━━ DATA EXCERPTS ━━

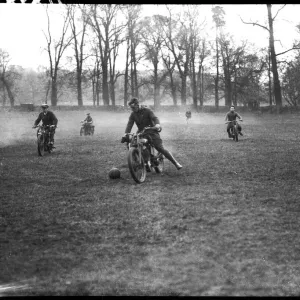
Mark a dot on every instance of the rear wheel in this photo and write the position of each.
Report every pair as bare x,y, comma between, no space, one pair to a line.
136,165
235,135
159,159
40,144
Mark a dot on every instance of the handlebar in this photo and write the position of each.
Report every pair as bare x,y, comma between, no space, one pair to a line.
233,121
143,131
44,126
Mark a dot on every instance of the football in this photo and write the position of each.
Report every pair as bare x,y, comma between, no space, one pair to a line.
114,173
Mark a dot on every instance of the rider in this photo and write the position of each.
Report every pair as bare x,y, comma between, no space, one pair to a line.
144,117
231,116
188,114
48,118
88,121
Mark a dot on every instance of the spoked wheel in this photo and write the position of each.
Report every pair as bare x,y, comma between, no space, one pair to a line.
40,144
235,135
49,148
159,159
137,169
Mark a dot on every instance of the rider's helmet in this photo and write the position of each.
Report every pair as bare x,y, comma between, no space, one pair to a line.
133,101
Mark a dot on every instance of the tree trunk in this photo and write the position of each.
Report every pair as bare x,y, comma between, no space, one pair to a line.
201,86
105,90
4,96
156,88
79,88
270,80
53,92
217,76
194,85
126,76
183,90
173,90
277,88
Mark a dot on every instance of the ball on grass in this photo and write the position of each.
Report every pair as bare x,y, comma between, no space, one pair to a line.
114,173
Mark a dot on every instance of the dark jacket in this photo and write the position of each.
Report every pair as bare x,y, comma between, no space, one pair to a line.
231,116
47,119
143,118
88,119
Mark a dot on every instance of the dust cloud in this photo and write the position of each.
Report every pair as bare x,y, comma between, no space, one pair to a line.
16,126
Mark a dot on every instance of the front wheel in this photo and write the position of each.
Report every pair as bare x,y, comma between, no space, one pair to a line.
136,165
40,143
235,135
159,163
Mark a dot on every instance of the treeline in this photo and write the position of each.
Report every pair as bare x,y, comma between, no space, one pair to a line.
173,58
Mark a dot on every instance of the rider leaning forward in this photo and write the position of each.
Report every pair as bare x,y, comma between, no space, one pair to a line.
145,117
48,118
231,116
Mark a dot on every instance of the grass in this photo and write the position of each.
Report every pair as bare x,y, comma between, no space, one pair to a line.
226,224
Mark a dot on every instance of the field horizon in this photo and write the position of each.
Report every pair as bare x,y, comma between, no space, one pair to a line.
225,225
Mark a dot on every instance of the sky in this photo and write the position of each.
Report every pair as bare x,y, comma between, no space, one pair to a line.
22,26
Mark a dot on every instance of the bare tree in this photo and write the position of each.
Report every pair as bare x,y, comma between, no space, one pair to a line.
218,18
116,41
55,51
78,44
5,77
152,42
100,18
270,29
176,40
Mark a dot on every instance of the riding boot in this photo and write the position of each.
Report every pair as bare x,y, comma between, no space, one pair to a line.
229,134
171,158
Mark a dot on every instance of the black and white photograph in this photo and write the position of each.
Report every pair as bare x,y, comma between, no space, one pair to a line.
149,149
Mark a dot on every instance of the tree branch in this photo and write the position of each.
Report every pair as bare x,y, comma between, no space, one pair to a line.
294,48
252,23
278,12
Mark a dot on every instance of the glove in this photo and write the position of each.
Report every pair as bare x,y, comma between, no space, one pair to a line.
124,139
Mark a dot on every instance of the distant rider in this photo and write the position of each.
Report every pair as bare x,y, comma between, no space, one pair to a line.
48,118
88,121
144,117
188,115
231,116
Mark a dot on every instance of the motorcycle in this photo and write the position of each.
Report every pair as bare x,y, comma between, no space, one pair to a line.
44,139
142,155
86,128
233,131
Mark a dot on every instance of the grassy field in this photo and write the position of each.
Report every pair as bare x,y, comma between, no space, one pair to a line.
226,224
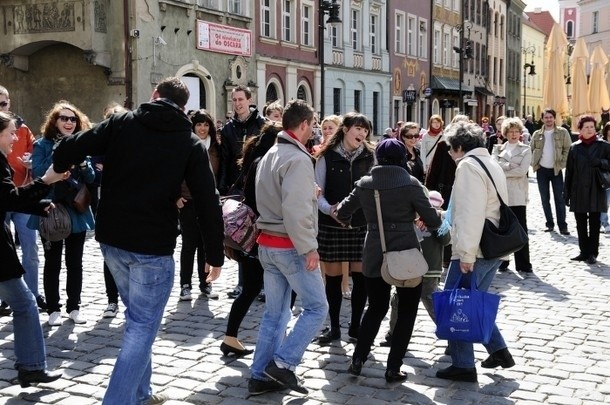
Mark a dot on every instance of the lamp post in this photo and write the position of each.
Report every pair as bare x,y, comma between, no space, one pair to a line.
332,9
465,52
532,72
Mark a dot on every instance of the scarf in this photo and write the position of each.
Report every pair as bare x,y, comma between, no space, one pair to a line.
435,132
587,141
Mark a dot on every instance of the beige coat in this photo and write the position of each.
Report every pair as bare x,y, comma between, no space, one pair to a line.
562,143
473,200
515,166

━━━

• **DIRECTIONS FOR THIS TASK**:
Print the complete listing exactly as it stands, without its pictures.

• **RESULT BELOW**:
Mark a dot on every instance of the rear wheel in this photo and write the position of each.
Report every pair as bare x,y, comma between, no space, one pair to a line.
136,165
235,135
159,159
40,144
Mark a dot on every instance of the handlebar in this photo and write the position of each.
Report every pair as bare x,y, comma between, no space, one pair to a line.
233,121
143,131
44,126
Mark a dot on every instance of the football in this photo and write the position of each.
Report every pair as bare x,y, comma between, no space, one pair to a line.
114,173
Mark a dot on every instance of the rider in this photo and write the position of each.
Report every pair as bare x,y, comma between, no space, one pair to a line.
144,117
231,116
188,114
48,118
88,121
Mark a dot on every instance of the spoked wheel in this photo and write the position of each.
Report every pair as bare x,y, comma between, no space, one pair to a line.
40,144
235,135
49,148
159,159
137,169
Mark a dot on every instance of the rider's helmet in this photo and write the position of each.
Report every pair as bare x,y, comma between, no space, one pair to a line.
133,101
Mark a dot on every instance of the tree trunk in this photo and write the position of each.
Report every pair as bare x,y, comma between, no space, one pair to a line.
201,86
105,90
4,96
156,88
79,88
270,80
53,92
217,76
194,85
126,76
183,90
173,90
277,88
Mark a dot on every instance of the ball on grass in this photo and write the position of each.
Report every pair as bare x,y, comma between, no space, one pair to a line.
114,173
Mark a dot on every instance of the dark jacket in this photo and write the position of each.
Report every pair as bare x,y, comma between, no space, one pair to a line.
231,116
47,119
143,118
88,119
Mark a dot on every instance of the dust cloud in this photo and write the position of each.
Report every pair as bare x,y, comma between, no space, one pair to a line.
16,126
Mark a dot on every instance of the front wheel in this photo and write the position of each.
Report every pair as bare x,y, comma between, no space, one pair to a line.
136,165
40,143
235,135
159,163
Mark a dot on every instance of the treeline in this photo and write the position of each.
Report every pair as bare x,y, comma between, no space, one pair to a line.
173,58
Mark a dot on every instance of the rider leaning forward in this photo and write the position of each.
Report every pair as bare x,y, comma between, no space, one pair to a line.
145,117
48,118
231,116
Mark a dot on every instance of the grass in this photo and write the position of each.
Report every pair as bare x,y, comma between, no space, one pair to a line.
226,224
Mark a dot on every instance of the field horizon in this photo and write the position of each.
Report every pair as bare x,y, comma between, no space, one pair to a line.
225,225
Mark a dot on every instance of the sky in this photo and write the position of each.
Report every pair as bare x,y, comma between, no space, one pair to a line.
22,26
Mark a dot on every instance of the bare tree in this photo and write the position of each.
Report every pair as bare x,y, comma between, no space, one pair to a line.
218,18
116,41
55,51
78,44
5,77
152,42
100,18
270,29
176,40
Mark a dot on every instance of the riding boot in this photo and write the position of each.
Report every pair as bare x,y, comma between, no space, one pair to a line.
229,134
171,158
Mark a dot on every instance of the black and white photograph in this photo and write the position of each.
Report every pair as bare x,y, comma between, no space, one pair to a line.
149,149
Mark a dot on every instance of the tree branch in this photo and write the position of each.
Report every pair as bare x,y, comma between, no space, one pair to a line.
294,48
252,23
278,12
Mark a dot on every instance of the glove in this photo and write the position of each.
Report every pair as bare x,y, comma between, no space, one pair to a line.
124,139
Mark a dot on every instance of the distant rider in this photo and write the position of each.
Report every pair as bare x,y, comma between, no space, one pair to a line.
48,118
88,121
144,117
188,115
231,116
Mark a dot on every instance of the motorcycle in this photo and write the position of each.
Report every pair as bare x,y, comma between, no space, one pair to a line.
44,139
142,155
86,128
233,131
Mark a dot on every instance of the grassy field in this photo and write the position of each.
Report every pair as bare x,y, comma between, no space, one pair to a line.
226,224
Mark a dot on every instance of the lamp post in this photo and write the position of each.
Report every pair as bare x,y, comma between, no space, one pair to a line.
332,9
465,52
532,72
Mark a dot on every instance of the scarf in this photo and write the position of each.
Report every pair as bare x,y, comma between, no space, one pair to a line.
435,132
587,141
Mark a dot on every instance of the beige coat in this photo and write the position of each.
Report every pair as bare x,y, comma between, no space, one pair to a line.
562,143
473,200
515,166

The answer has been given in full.